◆ WHAT IS NEEDED ◆
For each entry below, please return its exact wording and leave out any picture.
————
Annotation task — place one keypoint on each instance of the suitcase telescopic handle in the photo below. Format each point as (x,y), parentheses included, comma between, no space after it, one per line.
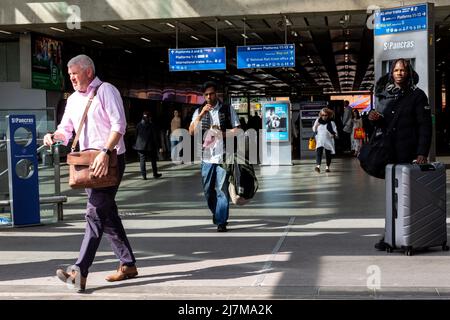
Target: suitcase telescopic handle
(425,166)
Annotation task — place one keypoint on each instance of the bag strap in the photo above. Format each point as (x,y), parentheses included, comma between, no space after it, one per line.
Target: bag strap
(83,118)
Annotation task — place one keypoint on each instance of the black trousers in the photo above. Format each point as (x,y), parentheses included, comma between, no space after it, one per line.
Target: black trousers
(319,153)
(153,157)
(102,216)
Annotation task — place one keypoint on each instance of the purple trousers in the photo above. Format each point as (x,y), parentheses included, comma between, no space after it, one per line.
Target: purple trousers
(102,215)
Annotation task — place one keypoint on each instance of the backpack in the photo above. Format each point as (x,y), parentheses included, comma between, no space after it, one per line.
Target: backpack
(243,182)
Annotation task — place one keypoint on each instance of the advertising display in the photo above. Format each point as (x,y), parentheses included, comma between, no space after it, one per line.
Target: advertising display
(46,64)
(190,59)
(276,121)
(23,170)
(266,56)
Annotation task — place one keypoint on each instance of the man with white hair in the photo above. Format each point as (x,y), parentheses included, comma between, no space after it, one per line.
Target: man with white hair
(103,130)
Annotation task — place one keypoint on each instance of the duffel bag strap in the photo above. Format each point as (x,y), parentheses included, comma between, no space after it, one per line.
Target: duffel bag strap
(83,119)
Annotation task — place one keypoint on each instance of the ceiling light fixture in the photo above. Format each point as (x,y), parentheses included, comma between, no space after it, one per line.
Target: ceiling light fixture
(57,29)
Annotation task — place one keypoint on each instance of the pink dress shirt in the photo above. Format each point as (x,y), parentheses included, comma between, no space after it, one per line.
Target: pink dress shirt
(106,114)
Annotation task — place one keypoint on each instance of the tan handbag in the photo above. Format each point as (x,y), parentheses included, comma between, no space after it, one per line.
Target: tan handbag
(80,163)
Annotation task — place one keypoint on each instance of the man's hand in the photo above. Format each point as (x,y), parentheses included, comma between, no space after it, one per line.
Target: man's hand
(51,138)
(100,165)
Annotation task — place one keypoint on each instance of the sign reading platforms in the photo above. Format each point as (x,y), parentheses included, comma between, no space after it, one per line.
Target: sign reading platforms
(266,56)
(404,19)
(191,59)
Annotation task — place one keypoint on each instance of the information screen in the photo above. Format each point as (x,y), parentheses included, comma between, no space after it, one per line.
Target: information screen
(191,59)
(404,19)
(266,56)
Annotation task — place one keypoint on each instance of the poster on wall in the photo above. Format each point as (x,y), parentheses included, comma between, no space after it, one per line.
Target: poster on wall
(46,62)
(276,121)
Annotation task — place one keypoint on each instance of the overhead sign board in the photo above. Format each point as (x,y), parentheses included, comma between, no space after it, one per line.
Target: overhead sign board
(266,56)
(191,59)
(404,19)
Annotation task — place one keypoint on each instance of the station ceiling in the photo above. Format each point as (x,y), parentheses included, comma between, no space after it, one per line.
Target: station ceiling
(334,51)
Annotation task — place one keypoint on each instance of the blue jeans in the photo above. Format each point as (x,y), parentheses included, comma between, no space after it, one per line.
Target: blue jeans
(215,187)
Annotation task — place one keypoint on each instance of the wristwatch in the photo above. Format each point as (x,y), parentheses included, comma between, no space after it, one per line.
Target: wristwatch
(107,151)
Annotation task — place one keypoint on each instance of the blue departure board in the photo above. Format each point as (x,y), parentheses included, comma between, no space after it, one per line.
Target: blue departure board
————
◆ SOLVED EXERCISE ◆
Annotation task — place one keypoint on each instance of the suitcase telescopic handle in the photo below. Format each point as (x,y), parentheses included, comma between, no space after it, one per line.
Target: suitcase telescopic handle
(425,166)
Annotation task — place one keypoint on each instance of the bag strap in the photo above. Format each point as (x,y), parentheses included, comma between, no space after it, one per line.
Target: bag strap
(83,118)
Annotation task — place one keypoint on each instance of the black trousers in the photo above. Format each point as (x,y), parentheses included, comma between, no space after it, one per line.
Target: black trousers
(319,153)
(153,157)
(102,216)
Annotation task — place one keypoint on each instance of the purple trousers in the photo above. Format each point as (x,y), parentheses included, comma between, no space after it, one per line.
Target: purple trousers
(102,215)
Annotation task — place one keypoint on each instance of the backpack in the photo above. Format each point as (x,y), parentheses included, comma between, no space after it, one per line.
Target: backpack
(243,182)
Annotation task — place one keypoint on each instance of the advertising display in the photo above. Format each point as (x,y), parentheses included, comma between, no space after it, one per line.
Target: advertising display
(46,64)
(190,59)
(276,121)
(23,170)
(266,56)
Annotation task — place one keypoint on each instance of the man with white hair in the photo above. Format each point as (x,y), parentheses included, comma between, no space after it, one per line.
Target: man with white hair
(103,130)
Annotation task — place one keypoint on each instance of the duffel bag strap in the photo above. Format each point as (x,y), parentheses included, comma between, no space after it, one per line.
Target: duffel bag strap
(83,119)
Annotation task — place one keypoint on each instance of the ceiling light fixture in the photo above. Format each point as (x,y), parentheses included, comma between, no space after it, one per line.
Target: ceiling light fixture
(57,29)
Annotation task — place one keypoint on each instance of the pink dress shirt in the photo above. Format each point as (x,y), parentheses included, comma between, no space after it, one per line.
Target: pink dress shirt
(106,114)
Annotation task — place one keypoint on each instance of the tan handbag in the photo above. Format each point as (x,y), parentheses included, comma between, no space after it, one per line.
Target: tan handbag
(80,163)
Annotation task — place one keypoint on each instance of the man's hand in the photo above. Format each point as (x,y), parentheses included, comma between, no space after it, one per line.
Target: man's hand
(51,138)
(100,165)
Annotation task — place one keypoint on each instance of the sign reading platforms in the photo above. Format each point as (x,y), parentheses included, comma between, no space after it, one per line.
Target: sign reading platforms
(266,56)
(404,19)
(191,59)
Annotation task — place one keypoint on each instance of the information screen in the photo above. Format each point as (x,y), parentheses included, comma between, no space after it, one per line.
Target: information screen
(191,59)
(404,19)
(266,56)
Annotation task — place one keypoint on each instance of the poster on wall in the photo above. Format each point as (x,y), parentheses included, comma between, no space after it, one per line.
Target: poster on wall
(46,62)
(276,121)
Annotation task — place one keypoint on each instance of the overhead sign board in the photo above. Format each point as (x,y), parentheses included, comma between, no space after it, one per line.
Target: overhead sign board
(266,56)
(191,59)
(404,19)
Annotation task — place one keypoint on each instance of the station ceiling in the photo above. Format each point as (x,y), parentheses included, comma between, no space after it, one per line.
Target: station ceiling
(334,51)
Annotation task — place one keypoint on each instance of the blue jeans in the photo above. Format each point as (x,y), parentheses included, comma between, no space after it, one per line.
Target: blue jeans
(215,187)
Annotation task — place one keypoint on each instance of the wristwatch in the photo above. Format each point as (x,y), parentheses included, comma between, no space after it, one per line.
Target: wristwatch
(107,151)
Annotation task — place one keypoint on each instance of the blue departure board in the photo above. Format each point as (x,y), parentheses included, comma between, no space after it, one per line.
Target: blue departure board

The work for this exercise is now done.